*ВАШЕ ЗАДАНИЕ*
Извлеките все строки приведённых ниже данных и перепишите их дословно, ничего не меняя.

________________________________________

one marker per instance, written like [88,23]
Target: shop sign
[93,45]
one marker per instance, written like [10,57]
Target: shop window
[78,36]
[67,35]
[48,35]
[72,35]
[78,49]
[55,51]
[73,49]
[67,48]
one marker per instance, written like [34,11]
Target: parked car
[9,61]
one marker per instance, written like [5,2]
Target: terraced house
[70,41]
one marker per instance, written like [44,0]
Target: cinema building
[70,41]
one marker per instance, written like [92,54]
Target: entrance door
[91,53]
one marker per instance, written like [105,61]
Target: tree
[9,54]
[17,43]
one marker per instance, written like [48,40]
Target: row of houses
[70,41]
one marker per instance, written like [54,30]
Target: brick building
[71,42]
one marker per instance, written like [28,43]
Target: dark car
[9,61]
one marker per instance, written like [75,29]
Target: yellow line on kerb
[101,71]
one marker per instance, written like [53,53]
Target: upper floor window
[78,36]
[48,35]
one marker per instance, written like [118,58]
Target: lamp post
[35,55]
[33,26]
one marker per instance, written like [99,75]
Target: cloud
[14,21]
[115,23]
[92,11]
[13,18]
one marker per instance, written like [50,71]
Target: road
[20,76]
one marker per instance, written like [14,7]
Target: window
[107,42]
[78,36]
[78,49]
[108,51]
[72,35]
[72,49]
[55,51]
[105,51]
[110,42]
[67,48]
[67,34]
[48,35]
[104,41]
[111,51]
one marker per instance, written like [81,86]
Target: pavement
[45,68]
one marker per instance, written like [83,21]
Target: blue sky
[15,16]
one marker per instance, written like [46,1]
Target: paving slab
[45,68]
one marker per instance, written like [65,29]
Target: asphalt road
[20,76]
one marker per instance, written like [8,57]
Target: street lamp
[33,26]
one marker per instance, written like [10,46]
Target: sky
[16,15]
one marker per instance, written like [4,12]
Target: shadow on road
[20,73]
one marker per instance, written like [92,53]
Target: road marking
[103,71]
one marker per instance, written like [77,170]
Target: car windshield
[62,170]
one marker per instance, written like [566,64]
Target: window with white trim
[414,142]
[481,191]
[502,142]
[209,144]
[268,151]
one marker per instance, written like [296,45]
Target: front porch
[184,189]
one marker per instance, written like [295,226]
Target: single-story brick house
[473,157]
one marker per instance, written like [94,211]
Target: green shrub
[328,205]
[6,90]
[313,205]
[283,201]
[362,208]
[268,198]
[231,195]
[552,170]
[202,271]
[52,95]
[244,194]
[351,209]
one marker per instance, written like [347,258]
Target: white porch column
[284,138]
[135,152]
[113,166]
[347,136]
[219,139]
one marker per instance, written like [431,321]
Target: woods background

________________________________________

*РЕШЕНИЕ НИЖЕ*
one marker per instance, written like [88,23]
Target: shop sign
[93,45]
one marker per instance, written like [10,57]
Target: shop window
[78,36]
[67,35]
[48,35]
[72,35]
[78,49]
[55,51]
[73,49]
[67,48]
one marker per instance, written like [34,11]
Target: parked car
[9,61]
one marker per instance, written like [5,2]
Target: terraced house
[70,41]
one marker per instance, written like [44,0]
Target: cinema building
[70,41]
one marker per instance, written like [92,54]
Target: entrance door
[91,53]
one marker per instance, written like [105,61]
Target: tree
[9,54]
[17,43]
one marker per instance, written like [48,40]
Target: row of houses
[70,41]
one marker per instance, written like [54,30]
Target: brick building
[71,42]
one marker per instance, written like [28,43]
Target: dark car
[9,61]
one marker per instance, written like [75,29]
Target: yellow line on kerb
[101,71]
one marker per instance, written like [53,53]
Target: upper floor window
[78,36]
[48,35]
one marker per instance, written like [118,58]
Target: lamp post
[35,55]
[33,26]
one marker per instance, written like [99,75]
Target: cloud
[14,21]
[115,23]
[92,11]
[13,18]
one marker per instance, written like [50,71]
Target: road
[20,76]
one marker per instance, written like [14,7]
Target: window
[107,42]
[78,36]
[78,49]
[108,51]
[72,35]
[72,49]
[55,51]
[105,51]
[110,42]
[67,48]
[67,34]
[48,35]
[104,41]
[111,51]
one marker per instance, written like [81,86]
Target: pavement
[45,68]
one marker per instance, written like [83,21]
Target: blue sky
[15,16]
one marker per instance, written like [46,1]
Target: paving slab
[45,68]
one marker per instance, written like [65,29]
Target: asphalt road
[20,76]
one marker per instance, written like [8,57]
Target: street lamp
[33,26]
one marker per instance, written like [10,46]
Target: sky
[16,15]
one marker per instance, written like [4,12]
Target: shadow on road
[20,73]
one marker per instance, written like [92,53]
Target: road marking
[103,71]
one marker per instance, written like [77,170]
Target: car windshield
[62,170]
one marker per instance, written like [566,64]
Target: window with white trim
[414,142]
[481,191]
[502,142]
[209,144]
[268,151]
one marker per instance, written like [296,45]
Target: front porch
[184,189]
one marker per instance, written like [295,226]
Target: single-story brick house
[473,157]
one marker per instance, written like [94,211]
Target: green shrub
[328,205]
[6,90]
[313,205]
[283,201]
[362,208]
[268,198]
[231,195]
[552,170]
[202,271]
[52,95]
[244,194]
[351,209]
one marker per instance, written like [347,258]
Target: white porch column
[284,138]
[135,152]
[113,166]
[347,136]
[219,139]
one marker per instance, written like [431,321]
Target: woods background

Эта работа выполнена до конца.